#### Problem requirements:
Can you gather every line in the records that contains the string "covered" and copy each one out in full? Case counts.

#### Listing:
[Begin]

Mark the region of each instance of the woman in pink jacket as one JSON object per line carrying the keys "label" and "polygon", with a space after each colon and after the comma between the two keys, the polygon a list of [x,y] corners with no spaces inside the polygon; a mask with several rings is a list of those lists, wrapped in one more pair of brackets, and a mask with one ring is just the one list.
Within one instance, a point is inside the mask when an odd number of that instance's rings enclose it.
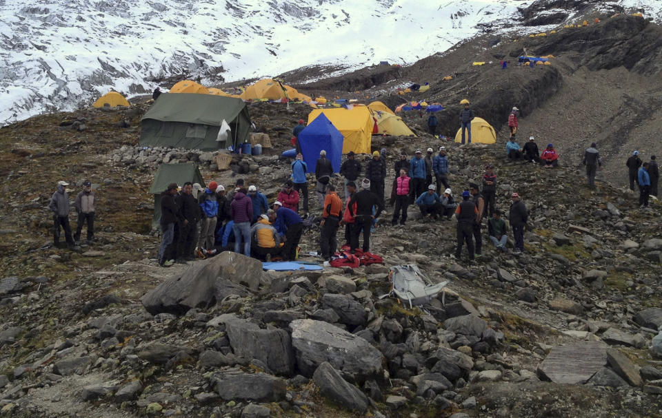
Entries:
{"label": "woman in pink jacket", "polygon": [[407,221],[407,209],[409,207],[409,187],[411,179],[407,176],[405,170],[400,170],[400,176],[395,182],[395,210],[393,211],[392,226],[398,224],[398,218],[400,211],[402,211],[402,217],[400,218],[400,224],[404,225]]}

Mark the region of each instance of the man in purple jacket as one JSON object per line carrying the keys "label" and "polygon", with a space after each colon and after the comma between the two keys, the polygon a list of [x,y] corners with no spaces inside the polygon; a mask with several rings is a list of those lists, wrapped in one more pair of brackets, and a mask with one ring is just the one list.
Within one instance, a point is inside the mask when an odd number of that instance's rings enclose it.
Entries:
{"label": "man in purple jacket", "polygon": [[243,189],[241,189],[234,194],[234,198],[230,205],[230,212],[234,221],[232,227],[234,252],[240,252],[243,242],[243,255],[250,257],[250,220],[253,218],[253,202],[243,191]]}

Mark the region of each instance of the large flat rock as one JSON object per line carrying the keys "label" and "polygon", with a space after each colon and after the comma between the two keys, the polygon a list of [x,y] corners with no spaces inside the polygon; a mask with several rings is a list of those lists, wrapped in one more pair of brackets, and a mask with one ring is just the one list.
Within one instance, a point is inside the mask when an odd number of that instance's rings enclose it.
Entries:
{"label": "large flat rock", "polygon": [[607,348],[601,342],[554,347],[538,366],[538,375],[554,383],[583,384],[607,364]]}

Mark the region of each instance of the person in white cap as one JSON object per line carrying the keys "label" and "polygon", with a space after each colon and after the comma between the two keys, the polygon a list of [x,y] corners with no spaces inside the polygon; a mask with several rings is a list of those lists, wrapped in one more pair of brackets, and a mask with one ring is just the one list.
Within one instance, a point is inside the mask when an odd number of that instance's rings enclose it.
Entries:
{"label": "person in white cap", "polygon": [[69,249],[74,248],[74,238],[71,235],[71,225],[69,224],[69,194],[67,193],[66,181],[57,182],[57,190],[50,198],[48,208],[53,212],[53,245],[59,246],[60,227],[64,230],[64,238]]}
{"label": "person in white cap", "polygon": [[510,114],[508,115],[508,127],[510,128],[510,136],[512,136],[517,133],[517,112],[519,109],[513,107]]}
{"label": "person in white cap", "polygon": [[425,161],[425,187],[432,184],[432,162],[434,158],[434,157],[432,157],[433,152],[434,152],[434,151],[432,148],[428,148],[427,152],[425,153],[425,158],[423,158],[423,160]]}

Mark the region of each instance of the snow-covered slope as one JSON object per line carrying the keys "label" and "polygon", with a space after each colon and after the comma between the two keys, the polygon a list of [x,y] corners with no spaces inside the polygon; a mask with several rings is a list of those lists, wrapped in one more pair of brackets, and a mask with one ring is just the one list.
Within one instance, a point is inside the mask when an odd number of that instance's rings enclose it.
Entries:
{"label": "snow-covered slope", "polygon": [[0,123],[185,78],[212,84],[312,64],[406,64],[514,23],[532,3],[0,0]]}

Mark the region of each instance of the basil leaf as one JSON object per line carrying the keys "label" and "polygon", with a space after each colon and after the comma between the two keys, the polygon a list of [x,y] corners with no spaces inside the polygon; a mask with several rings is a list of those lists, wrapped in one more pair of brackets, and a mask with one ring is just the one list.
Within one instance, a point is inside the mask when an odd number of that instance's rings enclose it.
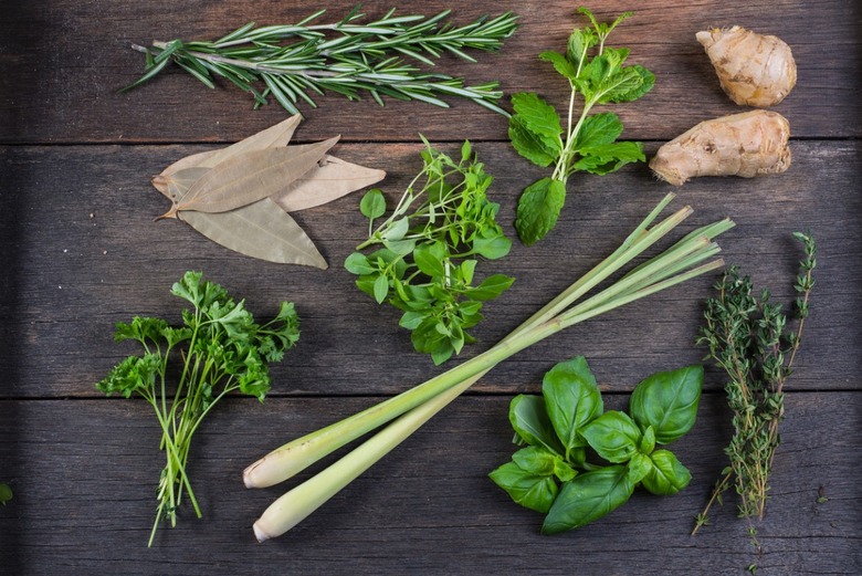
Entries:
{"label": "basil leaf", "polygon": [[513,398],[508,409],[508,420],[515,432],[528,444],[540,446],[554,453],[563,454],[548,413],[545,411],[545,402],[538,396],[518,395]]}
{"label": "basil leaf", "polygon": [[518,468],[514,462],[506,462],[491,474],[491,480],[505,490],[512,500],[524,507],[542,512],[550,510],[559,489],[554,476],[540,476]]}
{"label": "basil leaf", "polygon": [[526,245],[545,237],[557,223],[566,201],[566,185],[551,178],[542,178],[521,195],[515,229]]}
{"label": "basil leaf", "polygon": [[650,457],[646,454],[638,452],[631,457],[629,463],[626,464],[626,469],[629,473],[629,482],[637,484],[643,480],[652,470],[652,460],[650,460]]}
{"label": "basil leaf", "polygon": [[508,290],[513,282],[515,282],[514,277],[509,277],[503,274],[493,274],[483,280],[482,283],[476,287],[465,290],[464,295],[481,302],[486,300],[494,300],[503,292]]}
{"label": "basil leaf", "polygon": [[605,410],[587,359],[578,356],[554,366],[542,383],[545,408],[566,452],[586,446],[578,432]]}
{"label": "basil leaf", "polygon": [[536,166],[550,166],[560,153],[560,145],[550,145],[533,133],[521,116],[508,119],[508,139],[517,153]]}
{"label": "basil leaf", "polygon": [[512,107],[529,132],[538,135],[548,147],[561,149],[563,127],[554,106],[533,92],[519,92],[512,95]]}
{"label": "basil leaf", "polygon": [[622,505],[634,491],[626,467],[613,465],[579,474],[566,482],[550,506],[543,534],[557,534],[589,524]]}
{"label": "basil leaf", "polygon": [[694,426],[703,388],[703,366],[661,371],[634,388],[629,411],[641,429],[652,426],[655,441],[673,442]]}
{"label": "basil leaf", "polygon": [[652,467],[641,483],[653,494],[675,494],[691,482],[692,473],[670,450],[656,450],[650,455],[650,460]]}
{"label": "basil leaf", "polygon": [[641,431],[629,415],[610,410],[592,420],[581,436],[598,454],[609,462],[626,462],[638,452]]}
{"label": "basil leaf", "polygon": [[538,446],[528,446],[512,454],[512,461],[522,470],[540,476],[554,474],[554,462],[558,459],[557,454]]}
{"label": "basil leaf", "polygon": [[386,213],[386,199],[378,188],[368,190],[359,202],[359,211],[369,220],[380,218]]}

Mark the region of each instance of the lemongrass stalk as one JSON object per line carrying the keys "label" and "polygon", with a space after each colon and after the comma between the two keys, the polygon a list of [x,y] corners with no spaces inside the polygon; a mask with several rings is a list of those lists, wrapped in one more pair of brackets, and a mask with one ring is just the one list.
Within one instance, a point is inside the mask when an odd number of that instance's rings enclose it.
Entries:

[End]
[Begin]

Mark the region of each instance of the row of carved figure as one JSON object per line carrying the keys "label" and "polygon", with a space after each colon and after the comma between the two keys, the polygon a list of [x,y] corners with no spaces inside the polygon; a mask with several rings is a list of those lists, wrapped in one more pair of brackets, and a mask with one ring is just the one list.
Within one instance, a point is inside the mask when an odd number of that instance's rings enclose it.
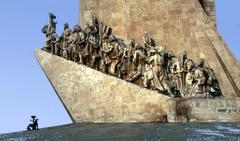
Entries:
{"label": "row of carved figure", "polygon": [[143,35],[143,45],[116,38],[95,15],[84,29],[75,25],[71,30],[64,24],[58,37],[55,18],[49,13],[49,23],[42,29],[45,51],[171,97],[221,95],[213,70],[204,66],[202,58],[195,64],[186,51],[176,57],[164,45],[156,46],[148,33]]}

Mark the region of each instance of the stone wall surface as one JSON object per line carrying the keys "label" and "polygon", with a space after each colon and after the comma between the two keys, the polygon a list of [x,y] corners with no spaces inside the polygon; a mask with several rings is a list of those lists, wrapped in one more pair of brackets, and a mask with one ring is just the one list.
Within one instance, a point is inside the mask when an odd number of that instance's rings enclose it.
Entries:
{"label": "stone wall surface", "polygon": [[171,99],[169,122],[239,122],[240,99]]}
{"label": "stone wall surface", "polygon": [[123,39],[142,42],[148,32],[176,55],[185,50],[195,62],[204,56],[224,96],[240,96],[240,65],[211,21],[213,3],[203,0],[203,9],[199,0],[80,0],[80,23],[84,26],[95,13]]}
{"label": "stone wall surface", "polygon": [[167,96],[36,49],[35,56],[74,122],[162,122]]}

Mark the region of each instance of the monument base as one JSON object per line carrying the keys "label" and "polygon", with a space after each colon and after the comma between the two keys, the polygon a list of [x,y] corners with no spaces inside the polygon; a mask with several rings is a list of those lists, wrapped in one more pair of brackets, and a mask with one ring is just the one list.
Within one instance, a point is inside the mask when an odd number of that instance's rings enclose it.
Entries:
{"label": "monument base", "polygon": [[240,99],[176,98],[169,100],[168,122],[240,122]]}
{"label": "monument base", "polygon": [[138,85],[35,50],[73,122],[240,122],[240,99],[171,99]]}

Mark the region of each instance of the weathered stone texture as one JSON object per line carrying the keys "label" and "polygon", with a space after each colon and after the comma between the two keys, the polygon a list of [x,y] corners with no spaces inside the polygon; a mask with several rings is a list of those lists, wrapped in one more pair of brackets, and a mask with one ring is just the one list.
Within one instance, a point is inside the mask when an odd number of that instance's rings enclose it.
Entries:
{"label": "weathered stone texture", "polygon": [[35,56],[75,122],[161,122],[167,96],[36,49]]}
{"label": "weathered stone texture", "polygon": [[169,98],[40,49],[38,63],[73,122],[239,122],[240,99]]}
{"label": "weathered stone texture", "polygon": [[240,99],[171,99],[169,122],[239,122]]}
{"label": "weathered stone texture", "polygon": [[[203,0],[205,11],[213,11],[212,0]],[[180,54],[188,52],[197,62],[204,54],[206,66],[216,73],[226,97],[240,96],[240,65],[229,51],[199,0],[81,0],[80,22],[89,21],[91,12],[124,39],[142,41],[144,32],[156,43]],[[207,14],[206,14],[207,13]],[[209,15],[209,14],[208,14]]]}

[End]

#### Exercise solution:
Mark the region of each instance of the snow-covered slope as one JSON object per line carrying the keys "label" and "polygon", with a space after each colon and after the comma between the two keys, the polygon a list of [x,y] corners with no spaces inside the polygon; a mask with several rings is a list of those lists, wrapped in one more pair of brackets, and a mask with one ring is just the one list.
{"label": "snow-covered slope", "polygon": [[0,123],[185,78],[212,84],[312,64],[406,64],[514,23],[532,3],[0,0]]}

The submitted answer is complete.